---------- AUSGANGSDATEN
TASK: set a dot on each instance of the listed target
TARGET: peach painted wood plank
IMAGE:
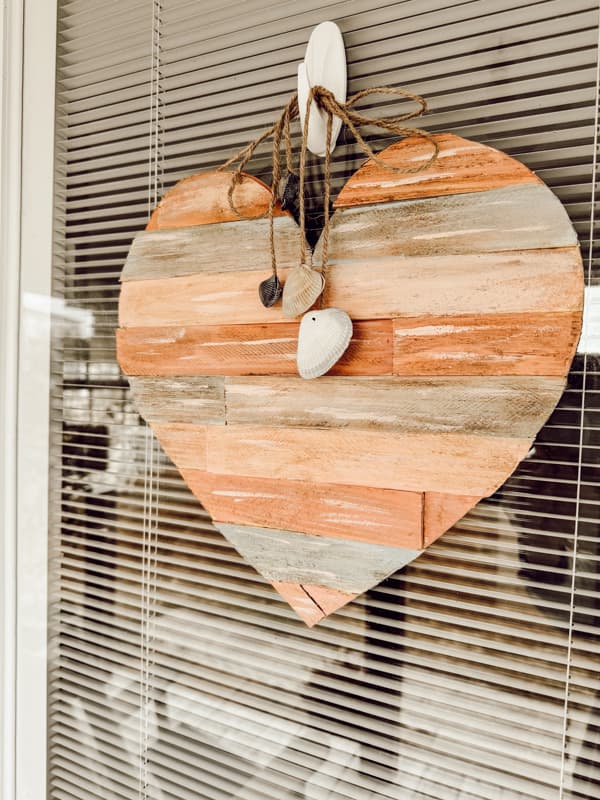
(220, 247)
(244, 350)
(302, 603)
(461, 166)
(359, 513)
(202, 199)
(184, 444)
(311, 602)
(513, 281)
(196, 399)
(491, 344)
(521, 217)
(442, 511)
(488, 406)
(290, 557)
(443, 462)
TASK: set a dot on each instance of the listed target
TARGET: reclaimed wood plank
(303, 604)
(443, 462)
(185, 444)
(486, 344)
(442, 511)
(203, 199)
(244, 350)
(508, 282)
(219, 247)
(328, 599)
(358, 513)
(488, 406)
(196, 399)
(522, 217)
(290, 557)
(461, 167)
(312, 603)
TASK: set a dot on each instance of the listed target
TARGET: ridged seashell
(302, 287)
(269, 291)
(323, 339)
(289, 193)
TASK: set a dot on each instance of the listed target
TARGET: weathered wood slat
(290, 557)
(184, 444)
(220, 247)
(301, 601)
(465, 286)
(244, 350)
(492, 344)
(488, 406)
(359, 513)
(203, 199)
(442, 462)
(196, 399)
(461, 166)
(442, 511)
(508, 282)
(310, 602)
(518, 217)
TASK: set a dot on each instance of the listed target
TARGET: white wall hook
(324, 65)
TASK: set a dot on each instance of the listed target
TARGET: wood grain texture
(488, 406)
(301, 601)
(203, 199)
(492, 344)
(442, 462)
(461, 166)
(195, 399)
(357, 513)
(329, 600)
(518, 281)
(521, 217)
(312, 603)
(244, 350)
(220, 247)
(442, 511)
(465, 281)
(382, 288)
(289, 557)
(184, 444)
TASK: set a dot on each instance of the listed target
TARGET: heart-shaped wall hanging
(464, 284)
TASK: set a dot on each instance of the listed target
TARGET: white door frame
(27, 90)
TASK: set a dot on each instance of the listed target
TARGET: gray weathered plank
(319, 560)
(526, 216)
(192, 399)
(490, 406)
(219, 247)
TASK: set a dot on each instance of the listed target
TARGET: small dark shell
(269, 291)
(289, 194)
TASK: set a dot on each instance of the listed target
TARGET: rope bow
(327, 102)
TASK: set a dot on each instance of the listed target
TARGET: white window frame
(27, 102)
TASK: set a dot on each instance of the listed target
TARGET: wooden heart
(464, 283)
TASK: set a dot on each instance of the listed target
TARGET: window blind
(176, 672)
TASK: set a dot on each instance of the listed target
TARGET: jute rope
(353, 120)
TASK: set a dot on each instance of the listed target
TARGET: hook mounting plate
(324, 65)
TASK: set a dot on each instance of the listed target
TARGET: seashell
(323, 339)
(302, 287)
(269, 291)
(289, 193)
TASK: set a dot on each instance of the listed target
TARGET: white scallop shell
(302, 287)
(325, 65)
(323, 339)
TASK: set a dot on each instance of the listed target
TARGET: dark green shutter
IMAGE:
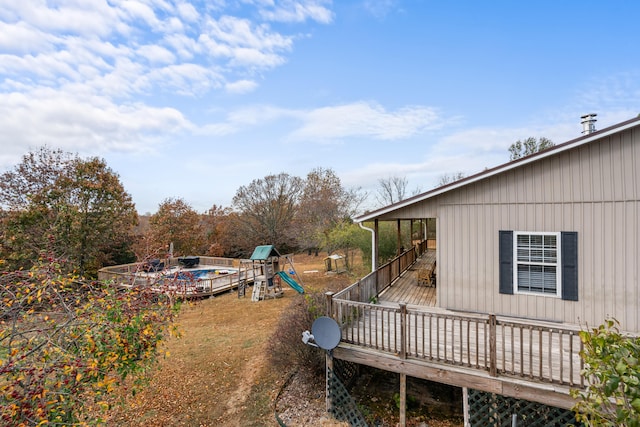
(569, 265)
(506, 262)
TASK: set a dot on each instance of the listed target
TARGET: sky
(194, 99)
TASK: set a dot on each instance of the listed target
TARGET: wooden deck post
(403, 400)
(329, 296)
(403, 355)
(493, 348)
(403, 330)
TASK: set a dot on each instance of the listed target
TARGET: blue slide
(295, 285)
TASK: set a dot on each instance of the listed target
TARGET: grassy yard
(217, 372)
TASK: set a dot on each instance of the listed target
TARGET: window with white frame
(537, 262)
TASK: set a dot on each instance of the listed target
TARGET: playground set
(268, 274)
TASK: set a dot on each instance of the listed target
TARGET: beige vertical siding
(593, 189)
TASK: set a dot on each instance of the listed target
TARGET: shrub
(612, 366)
(286, 349)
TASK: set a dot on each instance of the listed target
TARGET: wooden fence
(369, 287)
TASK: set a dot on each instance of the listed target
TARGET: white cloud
(298, 11)
(362, 119)
(76, 123)
(241, 86)
(156, 54)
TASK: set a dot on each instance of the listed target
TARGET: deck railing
(502, 346)
(369, 287)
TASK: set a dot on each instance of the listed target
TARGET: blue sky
(194, 99)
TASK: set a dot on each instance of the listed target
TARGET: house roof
(552, 151)
(264, 252)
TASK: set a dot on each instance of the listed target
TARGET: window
(537, 263)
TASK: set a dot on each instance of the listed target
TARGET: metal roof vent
(588, 123)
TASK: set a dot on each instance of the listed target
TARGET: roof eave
(500, 169)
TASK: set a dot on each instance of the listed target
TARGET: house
(548, 242)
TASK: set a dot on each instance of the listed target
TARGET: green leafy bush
(612, 367)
--------------------
Ermittle in der Auflistung oben jede Zeile, die das Wort „weathered“ enthält, und schreibe sie ab. Groß- und Kleinschreibung sind dabei zu beachten.

LÖSUNG DER AUFGABE:
TARGET: weathered wood slat
TARGET: gray weathered plank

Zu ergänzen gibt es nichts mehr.